++++ Data shown
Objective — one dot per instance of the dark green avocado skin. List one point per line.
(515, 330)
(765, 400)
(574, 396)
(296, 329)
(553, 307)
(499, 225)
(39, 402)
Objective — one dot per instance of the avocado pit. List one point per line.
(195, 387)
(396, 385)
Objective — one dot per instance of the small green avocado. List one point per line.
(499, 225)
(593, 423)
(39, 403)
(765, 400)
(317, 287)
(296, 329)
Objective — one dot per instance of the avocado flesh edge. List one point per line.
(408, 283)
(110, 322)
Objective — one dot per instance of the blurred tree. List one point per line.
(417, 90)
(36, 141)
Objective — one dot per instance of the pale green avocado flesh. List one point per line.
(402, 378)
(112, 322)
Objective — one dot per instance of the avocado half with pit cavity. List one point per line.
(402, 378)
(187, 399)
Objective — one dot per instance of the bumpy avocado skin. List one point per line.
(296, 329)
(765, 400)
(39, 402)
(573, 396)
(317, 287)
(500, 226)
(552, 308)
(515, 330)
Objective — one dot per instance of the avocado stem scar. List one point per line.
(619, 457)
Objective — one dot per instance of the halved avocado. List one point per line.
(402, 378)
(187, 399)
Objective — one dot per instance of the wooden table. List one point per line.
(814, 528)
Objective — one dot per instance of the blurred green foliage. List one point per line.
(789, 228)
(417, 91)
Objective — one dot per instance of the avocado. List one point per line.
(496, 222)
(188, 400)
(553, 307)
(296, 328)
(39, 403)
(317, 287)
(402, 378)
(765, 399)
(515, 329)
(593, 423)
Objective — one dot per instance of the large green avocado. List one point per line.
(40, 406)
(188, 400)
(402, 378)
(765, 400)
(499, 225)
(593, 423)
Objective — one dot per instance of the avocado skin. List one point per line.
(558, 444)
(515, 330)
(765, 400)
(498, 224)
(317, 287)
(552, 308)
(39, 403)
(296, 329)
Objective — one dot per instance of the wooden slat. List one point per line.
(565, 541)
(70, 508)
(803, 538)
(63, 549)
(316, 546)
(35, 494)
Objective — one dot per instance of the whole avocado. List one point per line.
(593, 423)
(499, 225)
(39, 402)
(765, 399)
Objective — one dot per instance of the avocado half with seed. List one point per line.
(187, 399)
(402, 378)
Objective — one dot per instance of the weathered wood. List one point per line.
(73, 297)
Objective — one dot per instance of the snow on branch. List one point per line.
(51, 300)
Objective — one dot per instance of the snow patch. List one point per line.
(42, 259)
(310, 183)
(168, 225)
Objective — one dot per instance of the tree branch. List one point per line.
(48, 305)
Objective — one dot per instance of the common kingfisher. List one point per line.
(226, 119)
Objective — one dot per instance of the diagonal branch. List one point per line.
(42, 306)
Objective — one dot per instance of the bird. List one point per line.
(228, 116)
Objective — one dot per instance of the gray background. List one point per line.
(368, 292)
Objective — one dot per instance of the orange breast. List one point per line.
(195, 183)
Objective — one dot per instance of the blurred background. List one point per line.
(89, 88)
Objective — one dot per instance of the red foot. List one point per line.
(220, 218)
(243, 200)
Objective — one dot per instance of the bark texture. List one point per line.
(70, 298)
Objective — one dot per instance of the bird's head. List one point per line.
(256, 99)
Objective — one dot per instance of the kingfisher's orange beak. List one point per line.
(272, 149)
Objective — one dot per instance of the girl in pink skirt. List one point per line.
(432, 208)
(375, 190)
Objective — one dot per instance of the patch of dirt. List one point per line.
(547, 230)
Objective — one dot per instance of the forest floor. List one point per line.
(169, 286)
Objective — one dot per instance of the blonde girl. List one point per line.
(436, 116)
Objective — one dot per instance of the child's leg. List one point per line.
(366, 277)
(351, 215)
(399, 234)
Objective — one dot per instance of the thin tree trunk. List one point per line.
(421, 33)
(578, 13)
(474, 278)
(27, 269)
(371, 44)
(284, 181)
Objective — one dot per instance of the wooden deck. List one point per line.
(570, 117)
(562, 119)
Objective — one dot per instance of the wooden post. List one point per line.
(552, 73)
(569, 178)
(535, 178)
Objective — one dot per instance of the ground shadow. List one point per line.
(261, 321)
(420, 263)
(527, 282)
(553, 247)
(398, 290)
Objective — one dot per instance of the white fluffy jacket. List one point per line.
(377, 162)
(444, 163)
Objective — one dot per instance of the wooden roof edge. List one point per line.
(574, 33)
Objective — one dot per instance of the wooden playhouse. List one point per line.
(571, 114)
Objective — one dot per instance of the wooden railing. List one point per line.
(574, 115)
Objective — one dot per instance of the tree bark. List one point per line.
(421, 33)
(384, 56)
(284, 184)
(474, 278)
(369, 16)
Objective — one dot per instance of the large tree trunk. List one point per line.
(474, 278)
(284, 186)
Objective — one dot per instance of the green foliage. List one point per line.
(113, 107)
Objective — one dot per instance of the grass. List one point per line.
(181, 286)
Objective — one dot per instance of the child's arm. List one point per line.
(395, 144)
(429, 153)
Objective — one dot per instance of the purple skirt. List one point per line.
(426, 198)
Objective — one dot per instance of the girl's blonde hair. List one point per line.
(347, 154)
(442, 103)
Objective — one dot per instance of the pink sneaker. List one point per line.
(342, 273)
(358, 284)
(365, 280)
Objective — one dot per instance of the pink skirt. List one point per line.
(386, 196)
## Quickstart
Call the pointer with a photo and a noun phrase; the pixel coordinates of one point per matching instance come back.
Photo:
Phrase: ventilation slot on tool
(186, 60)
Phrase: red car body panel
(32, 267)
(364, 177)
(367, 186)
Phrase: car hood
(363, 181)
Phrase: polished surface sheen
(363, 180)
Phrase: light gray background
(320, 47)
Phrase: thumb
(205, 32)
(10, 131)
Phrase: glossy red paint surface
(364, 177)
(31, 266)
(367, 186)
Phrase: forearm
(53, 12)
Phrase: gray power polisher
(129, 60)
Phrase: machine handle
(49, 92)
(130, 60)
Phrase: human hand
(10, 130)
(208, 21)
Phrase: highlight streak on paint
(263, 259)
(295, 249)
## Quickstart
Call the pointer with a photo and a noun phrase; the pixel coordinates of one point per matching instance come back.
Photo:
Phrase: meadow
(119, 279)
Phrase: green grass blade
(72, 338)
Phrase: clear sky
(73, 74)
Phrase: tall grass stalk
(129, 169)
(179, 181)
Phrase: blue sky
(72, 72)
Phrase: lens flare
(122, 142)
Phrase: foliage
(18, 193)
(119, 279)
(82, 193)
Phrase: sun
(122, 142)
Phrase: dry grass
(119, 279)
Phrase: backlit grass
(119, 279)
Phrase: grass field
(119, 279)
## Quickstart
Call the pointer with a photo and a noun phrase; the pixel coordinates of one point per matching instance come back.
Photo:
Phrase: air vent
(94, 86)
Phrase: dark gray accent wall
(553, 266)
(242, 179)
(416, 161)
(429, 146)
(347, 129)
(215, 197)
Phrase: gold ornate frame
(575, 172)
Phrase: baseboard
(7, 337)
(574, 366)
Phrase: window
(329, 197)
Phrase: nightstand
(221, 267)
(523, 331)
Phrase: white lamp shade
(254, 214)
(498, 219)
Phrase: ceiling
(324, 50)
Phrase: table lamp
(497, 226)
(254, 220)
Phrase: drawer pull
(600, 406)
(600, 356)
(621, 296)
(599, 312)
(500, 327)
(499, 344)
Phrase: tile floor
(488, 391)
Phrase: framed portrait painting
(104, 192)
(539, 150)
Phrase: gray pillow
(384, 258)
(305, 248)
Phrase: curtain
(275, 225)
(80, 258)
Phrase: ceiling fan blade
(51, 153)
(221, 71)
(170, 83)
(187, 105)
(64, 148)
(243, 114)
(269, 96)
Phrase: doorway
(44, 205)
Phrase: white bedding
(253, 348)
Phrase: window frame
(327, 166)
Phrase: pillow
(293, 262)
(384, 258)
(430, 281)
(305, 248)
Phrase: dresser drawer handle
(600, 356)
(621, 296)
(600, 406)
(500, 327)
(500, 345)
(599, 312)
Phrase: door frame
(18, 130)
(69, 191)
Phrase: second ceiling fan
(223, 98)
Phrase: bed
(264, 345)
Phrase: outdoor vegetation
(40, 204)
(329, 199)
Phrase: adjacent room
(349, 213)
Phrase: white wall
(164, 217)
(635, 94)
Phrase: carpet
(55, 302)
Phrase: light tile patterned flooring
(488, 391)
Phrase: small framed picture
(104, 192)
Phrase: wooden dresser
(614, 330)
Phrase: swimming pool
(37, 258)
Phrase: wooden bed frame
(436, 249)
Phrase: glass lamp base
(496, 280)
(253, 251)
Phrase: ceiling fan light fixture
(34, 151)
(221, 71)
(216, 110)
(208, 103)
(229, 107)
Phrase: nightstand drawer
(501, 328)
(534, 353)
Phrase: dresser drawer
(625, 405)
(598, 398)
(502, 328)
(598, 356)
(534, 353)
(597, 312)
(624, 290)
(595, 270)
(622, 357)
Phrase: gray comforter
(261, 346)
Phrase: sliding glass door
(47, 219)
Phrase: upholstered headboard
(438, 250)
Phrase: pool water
++++++++
* **Exercise description**
Only a verbatim transcription of the lines from the one containing "Phrase: small framed picture" through the last line of the records counts as the answer.

* **Exercise result**
Phrase: small framed picture
(104, 192)
Phrase: wooden dresser
(614, 330)
Phrase: swimming pool
(37, 258)
Phrase: wooden bed frame
(436, 249)
Phrase: glass lamp base
(496, 280)
(253, 251)
Phrase: ceiling fan light fixture
(34, 151)
(221, 71)
(216, 110)
(208, 103)
(229, 107)
Phrase: nightstand drawer
(501, 328)
(534, 353)
Phrase: dresser drawer
(625, 405)
(598, 398)
(502, 328)
(598, 356)
(534, 353)
(597, 312)
(624, 290)
(595, 270)
(622, 357)
Phrase: gray comforter
(261, 346)
Phrase: sliding glass door
(47, 219)
Phrase: upholstered headboard
(438, 250)
Phrase: pool water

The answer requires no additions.